What is needed ▸ List each row below that contains the word "stripe", copying every such row in full.

[Data entries]

****************

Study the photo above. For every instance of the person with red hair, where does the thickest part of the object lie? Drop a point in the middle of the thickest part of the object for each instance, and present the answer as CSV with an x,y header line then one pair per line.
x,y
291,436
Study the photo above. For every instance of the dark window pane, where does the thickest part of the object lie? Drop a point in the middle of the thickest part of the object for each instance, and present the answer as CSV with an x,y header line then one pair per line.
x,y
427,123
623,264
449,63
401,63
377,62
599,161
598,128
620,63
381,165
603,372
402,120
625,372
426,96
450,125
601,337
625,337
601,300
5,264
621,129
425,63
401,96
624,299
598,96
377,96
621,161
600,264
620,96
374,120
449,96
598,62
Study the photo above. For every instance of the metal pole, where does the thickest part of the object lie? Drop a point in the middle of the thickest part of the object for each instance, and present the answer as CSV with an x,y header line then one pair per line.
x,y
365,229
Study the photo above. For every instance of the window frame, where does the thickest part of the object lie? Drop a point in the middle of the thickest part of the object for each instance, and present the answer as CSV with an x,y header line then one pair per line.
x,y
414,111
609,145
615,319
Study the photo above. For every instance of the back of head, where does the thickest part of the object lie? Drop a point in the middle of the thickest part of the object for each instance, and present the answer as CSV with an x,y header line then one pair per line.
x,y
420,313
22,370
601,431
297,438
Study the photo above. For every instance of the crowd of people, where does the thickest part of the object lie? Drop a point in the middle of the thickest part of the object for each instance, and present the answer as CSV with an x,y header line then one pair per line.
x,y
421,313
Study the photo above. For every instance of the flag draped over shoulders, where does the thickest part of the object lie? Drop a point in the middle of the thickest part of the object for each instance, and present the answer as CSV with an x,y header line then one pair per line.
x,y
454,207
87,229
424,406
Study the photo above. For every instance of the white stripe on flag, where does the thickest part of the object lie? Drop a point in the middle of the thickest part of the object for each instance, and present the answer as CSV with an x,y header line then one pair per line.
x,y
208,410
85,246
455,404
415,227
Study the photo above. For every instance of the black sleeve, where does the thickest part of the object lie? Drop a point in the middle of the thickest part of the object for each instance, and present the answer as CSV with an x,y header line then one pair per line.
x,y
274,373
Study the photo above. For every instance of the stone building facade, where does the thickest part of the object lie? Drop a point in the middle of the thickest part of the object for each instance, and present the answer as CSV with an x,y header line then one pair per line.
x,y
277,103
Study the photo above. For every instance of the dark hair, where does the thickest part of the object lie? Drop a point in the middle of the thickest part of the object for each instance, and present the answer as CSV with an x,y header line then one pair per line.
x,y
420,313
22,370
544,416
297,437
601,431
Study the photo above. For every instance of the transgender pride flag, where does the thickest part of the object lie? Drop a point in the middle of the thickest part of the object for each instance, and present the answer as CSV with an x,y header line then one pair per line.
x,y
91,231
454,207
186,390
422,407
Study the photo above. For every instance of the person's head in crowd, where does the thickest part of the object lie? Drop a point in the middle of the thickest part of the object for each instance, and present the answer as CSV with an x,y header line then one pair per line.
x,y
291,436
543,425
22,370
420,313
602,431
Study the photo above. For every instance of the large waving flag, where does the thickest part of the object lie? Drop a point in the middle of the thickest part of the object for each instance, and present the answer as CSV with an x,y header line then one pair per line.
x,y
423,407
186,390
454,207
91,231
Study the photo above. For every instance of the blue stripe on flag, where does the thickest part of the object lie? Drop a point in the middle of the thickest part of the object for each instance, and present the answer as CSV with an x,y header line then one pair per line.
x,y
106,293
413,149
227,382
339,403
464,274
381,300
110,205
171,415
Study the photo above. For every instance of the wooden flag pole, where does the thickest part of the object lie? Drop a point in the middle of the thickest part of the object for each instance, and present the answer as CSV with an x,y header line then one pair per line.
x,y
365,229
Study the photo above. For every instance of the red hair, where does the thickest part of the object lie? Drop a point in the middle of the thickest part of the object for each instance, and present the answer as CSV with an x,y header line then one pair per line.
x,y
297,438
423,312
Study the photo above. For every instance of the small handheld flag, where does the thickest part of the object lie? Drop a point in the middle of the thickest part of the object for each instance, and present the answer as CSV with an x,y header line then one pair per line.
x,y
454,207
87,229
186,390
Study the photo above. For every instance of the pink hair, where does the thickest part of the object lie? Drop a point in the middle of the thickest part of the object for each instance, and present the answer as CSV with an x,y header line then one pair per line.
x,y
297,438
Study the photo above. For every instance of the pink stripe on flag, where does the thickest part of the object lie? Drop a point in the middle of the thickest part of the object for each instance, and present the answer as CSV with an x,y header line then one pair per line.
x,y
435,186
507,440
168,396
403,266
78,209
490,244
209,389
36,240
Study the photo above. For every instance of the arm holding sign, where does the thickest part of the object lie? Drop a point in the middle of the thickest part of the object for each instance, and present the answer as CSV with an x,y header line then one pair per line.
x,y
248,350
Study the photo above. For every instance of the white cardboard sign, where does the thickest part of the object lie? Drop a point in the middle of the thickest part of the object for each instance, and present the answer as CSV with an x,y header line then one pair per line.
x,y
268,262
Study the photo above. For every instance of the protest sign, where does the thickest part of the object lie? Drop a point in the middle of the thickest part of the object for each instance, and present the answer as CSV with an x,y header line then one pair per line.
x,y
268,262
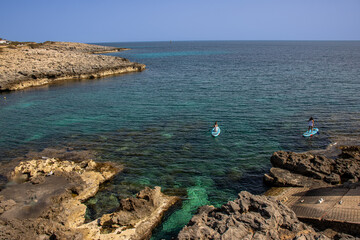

****************

Solution for this problem ▸
Study the photo above. For every instance of the white stripe on flag, where does the thickest part of the object lie? Drop a point in the middle of the thickest part of the object for each instance, and present the answer as CSV with an x,y header line then one pair per line.
Study the photo above. For every instance of the blue stripe on flag, where does the thickest part of the object lie? Drop a point in the middle of the thickest part of the object for each instance, and present the answer as CSV with an x,y header line then one pair per line.
Study the photo above. For every instance of the pink stripe on flag, where does the thickest part of the object lie? Drop a point in the middle of the thickest part of the object for each instance, and present the answer as CSV with an x,y header line then one pair per line.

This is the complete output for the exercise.